§ **Text shown**:
>> Begin

Senator Brandegee (65 CONG.REC. 4726), referring to the duty of the President to certify, stated:
The statute does not say that he must do it immediately. Of course there is time for consideration as to the proper course to pursue.
Finally, Senator George stated, 65 CONG.REC. 4726, that in certifying the facts of the contempt —
it necessarily follows that either the President of the Senate or the Senate itself must determine to be true what the committee has found prima facie, namely, that it has propounded a pertinent question and the witness has refused to answer that pertinent inquiry.
Senator George's interpretation of the statute is referred to with approval, as providing the predicate for a certification resolution, in a 1954 study prepared for the Senate Judiciary Committee by the Legislative Reference Service.5
If the Government's argument is correct, it would follow that the long course of preparation and voting on contempt resolutions represents time-consuming but meaningless gestures on the part of a long string of Congresses. We do not accept that view of the matter. It is clear that where the alleged contempts are committed while Congress was in session, the Speaker may not certify to the United States Attorney the statements of fact prepared by the Committee until the report of alleged contempt has been acted upon by the House as a whole.
Although we have considered the matter afresh in the light of Congressional practice it may be appropriate to note that our view that the statute is not automatic is in accord with earlier judicial rulings. The Supreme Court made it clear at an early date that the mandatory language of the statute, though passed by both houses, cannot be followed if a contempt resolution is defeated by the house whose committee initiated the contempt action; the Speaker or President pro tempore may not certify the statement of facts to the United States Attorney in such instance. In re Chapman, 166 U.S. 661, 667, 17 S.Ct. 677, 41 L.Ed. 1154 (1897). And notwithstanding the language of 2 U.S.C. § 194, Judge Augustus Hand, in a 1952 opinion, referred to the resolution of the Senate citing defendant for contempt as "required by 2 U.S.C. § 194." United States v. Costello, 198 F.2d 200, 204-205 (2d Cir.), cert. denied, 344 U.S. 874, 73 S.Ct. 166, 97 L.Ed. 677 (1952).

>> End

§ **Excerpt from a dataset**:
>> Begin

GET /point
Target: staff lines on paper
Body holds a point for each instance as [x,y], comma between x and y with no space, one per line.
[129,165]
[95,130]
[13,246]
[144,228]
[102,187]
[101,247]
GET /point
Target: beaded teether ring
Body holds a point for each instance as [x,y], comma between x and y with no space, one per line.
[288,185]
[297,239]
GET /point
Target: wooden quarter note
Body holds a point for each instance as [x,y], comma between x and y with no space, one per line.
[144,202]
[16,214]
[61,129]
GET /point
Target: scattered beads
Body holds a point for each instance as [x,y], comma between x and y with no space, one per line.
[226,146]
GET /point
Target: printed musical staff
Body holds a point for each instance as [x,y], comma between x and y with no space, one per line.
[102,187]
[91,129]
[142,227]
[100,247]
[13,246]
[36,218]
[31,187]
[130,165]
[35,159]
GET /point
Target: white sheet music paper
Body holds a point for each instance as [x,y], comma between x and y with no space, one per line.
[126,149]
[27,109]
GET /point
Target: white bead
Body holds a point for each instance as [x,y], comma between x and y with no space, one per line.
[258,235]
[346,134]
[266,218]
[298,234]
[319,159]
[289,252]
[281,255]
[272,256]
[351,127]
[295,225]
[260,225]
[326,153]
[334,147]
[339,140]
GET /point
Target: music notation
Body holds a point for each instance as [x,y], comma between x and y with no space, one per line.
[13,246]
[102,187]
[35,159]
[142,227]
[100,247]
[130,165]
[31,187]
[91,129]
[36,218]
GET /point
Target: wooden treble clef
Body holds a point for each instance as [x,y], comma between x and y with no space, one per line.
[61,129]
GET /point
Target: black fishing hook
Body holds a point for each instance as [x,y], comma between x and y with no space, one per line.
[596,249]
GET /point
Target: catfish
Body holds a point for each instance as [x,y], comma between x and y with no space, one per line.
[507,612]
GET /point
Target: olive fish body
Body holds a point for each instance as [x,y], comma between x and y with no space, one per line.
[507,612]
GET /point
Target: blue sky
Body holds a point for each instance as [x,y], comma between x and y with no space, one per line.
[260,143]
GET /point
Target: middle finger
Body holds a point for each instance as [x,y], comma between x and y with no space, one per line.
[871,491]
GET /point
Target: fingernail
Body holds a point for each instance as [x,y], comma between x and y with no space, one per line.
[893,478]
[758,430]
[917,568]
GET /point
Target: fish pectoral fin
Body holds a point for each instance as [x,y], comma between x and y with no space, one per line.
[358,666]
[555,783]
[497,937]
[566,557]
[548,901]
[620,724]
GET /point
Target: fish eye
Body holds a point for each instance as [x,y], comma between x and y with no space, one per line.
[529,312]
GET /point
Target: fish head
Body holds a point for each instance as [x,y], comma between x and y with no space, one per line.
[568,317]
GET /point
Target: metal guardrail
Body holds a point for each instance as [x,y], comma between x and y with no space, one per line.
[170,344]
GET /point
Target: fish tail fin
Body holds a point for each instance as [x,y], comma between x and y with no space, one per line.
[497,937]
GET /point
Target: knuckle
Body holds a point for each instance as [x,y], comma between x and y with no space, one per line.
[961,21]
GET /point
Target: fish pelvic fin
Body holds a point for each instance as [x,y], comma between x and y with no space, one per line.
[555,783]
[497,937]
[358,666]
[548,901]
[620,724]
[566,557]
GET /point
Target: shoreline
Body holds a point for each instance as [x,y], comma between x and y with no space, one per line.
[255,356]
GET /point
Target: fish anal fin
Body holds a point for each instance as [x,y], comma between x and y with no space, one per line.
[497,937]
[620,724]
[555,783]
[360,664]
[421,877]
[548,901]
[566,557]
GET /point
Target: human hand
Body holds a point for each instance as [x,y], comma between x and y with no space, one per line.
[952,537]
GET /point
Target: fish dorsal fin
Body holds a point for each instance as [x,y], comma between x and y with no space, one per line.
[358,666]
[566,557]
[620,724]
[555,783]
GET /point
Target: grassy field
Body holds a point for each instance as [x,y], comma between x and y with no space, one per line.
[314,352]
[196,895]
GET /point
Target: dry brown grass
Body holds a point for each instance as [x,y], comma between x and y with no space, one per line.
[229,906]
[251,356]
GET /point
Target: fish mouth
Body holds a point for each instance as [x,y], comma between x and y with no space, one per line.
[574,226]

>> End

§ **Objectives**:
- a) In the contempt certification text, who prepared the 1954 study for the Senate Judiciary Committee?
- b) Does each statement agree with the contempt certification text? Answer yes or no for each, quoting the deciding words. (i) Senator Brandegee said the statute requires the President to certify immediately. (ii) Judge Augustus Hand's opinion dates from 1952. (iii) The court accepts the Government's argument.
- c) From the contempt certification text, can you extract the passage starting at "Finally, Senator George" and ending at "that pertinent inquiry."?

§ **The solutions**:
- a) The Legislative Reference Service.

- b)
(i) No: "The statute does not say that he must do it immediately."
(ii) Yes: "Judge Augustus Hand, in a 1952 opinion"
(iii) No: "We do not accept that view of the matter."

- c)
Finally, Senator George stated, 65 CONG.REC. 4726, that in certifying the facts of the contempt —
it necessarily follows that either the President of the Senate or the Senate itself must determine to be true what the committee has found prima facie, namely, that it has propounded a pertinent question and the witness has refused to answer that pertinent inquiry.